ABOUT THIS EXERCISE
The response should consist of the records, reproduced exactly.

PROVIDED DATA
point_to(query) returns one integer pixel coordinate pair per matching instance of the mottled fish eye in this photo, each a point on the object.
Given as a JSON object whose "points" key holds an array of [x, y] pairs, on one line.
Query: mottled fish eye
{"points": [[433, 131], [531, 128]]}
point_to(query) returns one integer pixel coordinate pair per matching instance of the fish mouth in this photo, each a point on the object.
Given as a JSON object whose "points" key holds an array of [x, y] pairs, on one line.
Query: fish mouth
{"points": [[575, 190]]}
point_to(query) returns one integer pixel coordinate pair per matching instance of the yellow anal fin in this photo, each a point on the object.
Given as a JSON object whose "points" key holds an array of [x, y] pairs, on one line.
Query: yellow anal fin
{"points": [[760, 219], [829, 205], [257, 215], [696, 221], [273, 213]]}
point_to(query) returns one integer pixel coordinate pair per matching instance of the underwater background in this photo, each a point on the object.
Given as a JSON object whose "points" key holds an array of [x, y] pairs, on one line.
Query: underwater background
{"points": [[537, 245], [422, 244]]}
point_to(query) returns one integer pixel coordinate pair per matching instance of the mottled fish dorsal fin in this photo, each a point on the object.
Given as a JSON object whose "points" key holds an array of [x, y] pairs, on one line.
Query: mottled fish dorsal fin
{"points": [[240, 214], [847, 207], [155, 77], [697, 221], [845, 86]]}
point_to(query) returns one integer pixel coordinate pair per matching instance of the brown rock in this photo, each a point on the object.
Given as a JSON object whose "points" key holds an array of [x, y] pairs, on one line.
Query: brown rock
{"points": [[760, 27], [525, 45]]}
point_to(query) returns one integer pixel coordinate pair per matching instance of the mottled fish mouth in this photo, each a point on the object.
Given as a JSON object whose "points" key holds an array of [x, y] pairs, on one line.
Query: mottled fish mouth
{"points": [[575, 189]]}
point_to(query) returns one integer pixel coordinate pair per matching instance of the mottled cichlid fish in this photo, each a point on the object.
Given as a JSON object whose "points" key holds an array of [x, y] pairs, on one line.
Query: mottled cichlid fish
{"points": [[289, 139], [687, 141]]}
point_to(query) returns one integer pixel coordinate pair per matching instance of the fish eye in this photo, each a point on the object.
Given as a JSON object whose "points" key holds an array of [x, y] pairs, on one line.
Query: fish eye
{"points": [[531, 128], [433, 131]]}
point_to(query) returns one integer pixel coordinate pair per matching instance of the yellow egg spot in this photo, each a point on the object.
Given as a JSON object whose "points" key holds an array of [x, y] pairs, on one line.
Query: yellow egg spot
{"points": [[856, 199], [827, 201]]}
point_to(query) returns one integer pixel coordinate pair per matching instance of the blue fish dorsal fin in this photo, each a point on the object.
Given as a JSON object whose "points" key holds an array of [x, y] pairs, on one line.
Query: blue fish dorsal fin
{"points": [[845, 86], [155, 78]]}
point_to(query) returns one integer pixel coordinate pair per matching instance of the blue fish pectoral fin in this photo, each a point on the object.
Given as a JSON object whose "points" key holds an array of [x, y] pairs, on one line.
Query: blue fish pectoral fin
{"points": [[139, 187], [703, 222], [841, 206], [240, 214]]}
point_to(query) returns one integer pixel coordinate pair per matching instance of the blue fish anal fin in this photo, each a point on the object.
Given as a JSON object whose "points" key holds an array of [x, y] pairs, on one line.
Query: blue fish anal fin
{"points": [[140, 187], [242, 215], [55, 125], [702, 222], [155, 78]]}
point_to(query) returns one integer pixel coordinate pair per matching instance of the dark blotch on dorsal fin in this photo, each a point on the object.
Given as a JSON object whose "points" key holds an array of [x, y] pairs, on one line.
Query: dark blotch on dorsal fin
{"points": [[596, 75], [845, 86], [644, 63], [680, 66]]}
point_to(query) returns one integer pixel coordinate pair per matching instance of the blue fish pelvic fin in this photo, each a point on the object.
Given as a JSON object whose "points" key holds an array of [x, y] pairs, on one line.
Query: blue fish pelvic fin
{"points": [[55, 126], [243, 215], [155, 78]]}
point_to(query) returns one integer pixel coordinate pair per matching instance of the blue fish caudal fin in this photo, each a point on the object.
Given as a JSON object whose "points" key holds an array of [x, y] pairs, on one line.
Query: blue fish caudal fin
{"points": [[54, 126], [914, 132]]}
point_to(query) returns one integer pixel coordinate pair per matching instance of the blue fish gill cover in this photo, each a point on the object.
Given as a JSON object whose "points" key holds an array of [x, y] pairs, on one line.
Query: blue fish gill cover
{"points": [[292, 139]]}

SOLVED EXERCISE
point_to(query) returns one integer pixel coordinate pair per matching instance of the mottled fish eye in this photo, each a point on the object.
Given as a JSON object whose "points" key holds an array of [x, y] pairs, on one line.
Query: mottled fish eye
{"points": [[433, 131], [531, 128]]}
point_to(query) returns one integer pixel coordinate pair per matching instance of the fish mouth in this photo, each a point on the object.
Given as a JSON object whose "points" key holds an array of [x, y] pairs, on one line.
Query: fish mouth
{"points": [[575, 190]]}
point_to(query) returns one integer pixel coordinate pair per matching instance of the yellow anal fin in this photo, each a point on the object.
Given as a JSON object whose "points" key holds an array of [x, y] pairs, on one line.
Query: yellow anal fin
{"points": [[760, 219], [829, 205], [257, 215], [696, 221], [273, 213]]}
point_to(query) returns one integer pixel coordinate pair per matching instance of the underwater background in this photo, each a point on the object.
Given as a JSON object whose "points" key holds an array of [x, y] pairs, on one line.
Query: underwater background
{"points": [[537, 245], [422, 244]]}
point_to(query) returns one integer pixel coordinate pair per matching instance of the mottled fish dorsal fin in this photo, each a point on the object.
Given as a JSON object whose "points" key holds an array of [x, y] pairs, on one line.
Query: mottled fish dorsal fin
{"points": [[240, 214], [847, 207], [155, 77], [697, 221], [845, 86]]}
point_to(query) returns one integer pixel coordinate pair per matching instance of the brown rock in this photo, each a point on the object.
Given as a JSON object whose "points" key holds an array of [x, y] pairs, on one line.
Query: brown rock
{"points": [[760, 27], [525, 45]]}
point_to(query) returns one integer pixel coordinate pair per matching instance of the mottled fish mouth in this photo, each a point on the object.
Given as a JSON object whose "points" key holds an array of [x, y] pairs, on one line.
Query: mottled fish mouth
{"points": [[575, 189]]}
point_to(query) returns one integer pixel coordinate pair per matching instance of the mottled cichlid fish in this photo, each a point on the object.
Given as a JSON object whose "points" key holds an array of [x, y] pairs, on one line.
Query: mottled cichlid fish
{"points": [[289, 139], [687, 141]]}
point_to(query) returns one integer pixel coordinate pair per matching instance of the fish eye in this photo, each a point on the object.
Given as a JSON object whose "points" key holds an array of [x, y] pairs, on one line.
Query: fish eye
{"points": [[531, 128], [433, 131]]}
point_to(query) returns one integer pixel coordinate pair per matching instance of the yellow egg spot in this photo, each a point on the object.
Given as a JSON object whose "points" key holds an array of [x, y] pairs, on one line.
Query: yellow egg spot
{"points": [[856, 199], [827, 201]]}
point_to(query) returns one integer pixel coordinate pair per matching instance of the blue fish dorsal fin in this photo, each a point on the object.
Given as a JSON object whose "points" key holds an array of [x, y] pairs, on one line.
Query: blue fish dorsal fin
{"points": [[845, 86], [155, 78]]}
point_to(query) returns one integer pixel coordinate pair per matching instance of the blue fish pectoral fin in this photo, each a point on the object.
Given as a JSON object whose "points" key holds an array of [x, y] pairs, on one line.
Query: blue fish pectoral fin
{"points": [[139, 187], [703, 222], [841, 206], [240, 214]]}
point_to(query) returns one integer pixel coordinate pair per matching instance of the blue fish anal fin in this photo, each a point on the object.
Given as a JSON object whose "points" key holds an array of [x, y] pairs, on one line.
Query: blue fish anal fin
{"points": [[140, 187], [242, 215], [55, 125], [702, 222], [155, 78]]}
point_to(query) returns one integer pixel coordinate pair per matching instance of the dark blotch on dorsal fin in this photo, each a point on the object.
Given as a JSON object whose "points" key holds an array of [x, y] pairs, on one line.
Query: dark blotch on dorsal fin
{"points": [[596, 75], [845, 86], [644, 63], [680, 66]]}
point_to(query) returns one integer pixel coordinate pair per matching instance of the blue fish pelvic fin in this photo, each a point on the object.
Given as a JSON object whose "points" key holds an array of [x, y] pairs, on one line.
Query: blue fish pelvic fin
{"points": [[55, 126], [243, 215], [155, 78]]}
point_to(query) returns one integer pixel coordinate pair per matching instance of the blue fish caudal fin in this photo, each a point on the object.
Given as a JSON object whose "points" key holds an array of [x, y] pairs, on one line.
Query: blue fish caudal fin
{"points": [[54, 126], [914, 132]]}
point_to(query) returns one integer pixel coordinate pair per matching instance of the blue fish gill cover in this photo, each a point on the object.
Given as a JSON object whose "points" key holds an array of [x, y] pairs, on one line.
Query: blue fish gill cover
{"points": [[292, 139]]}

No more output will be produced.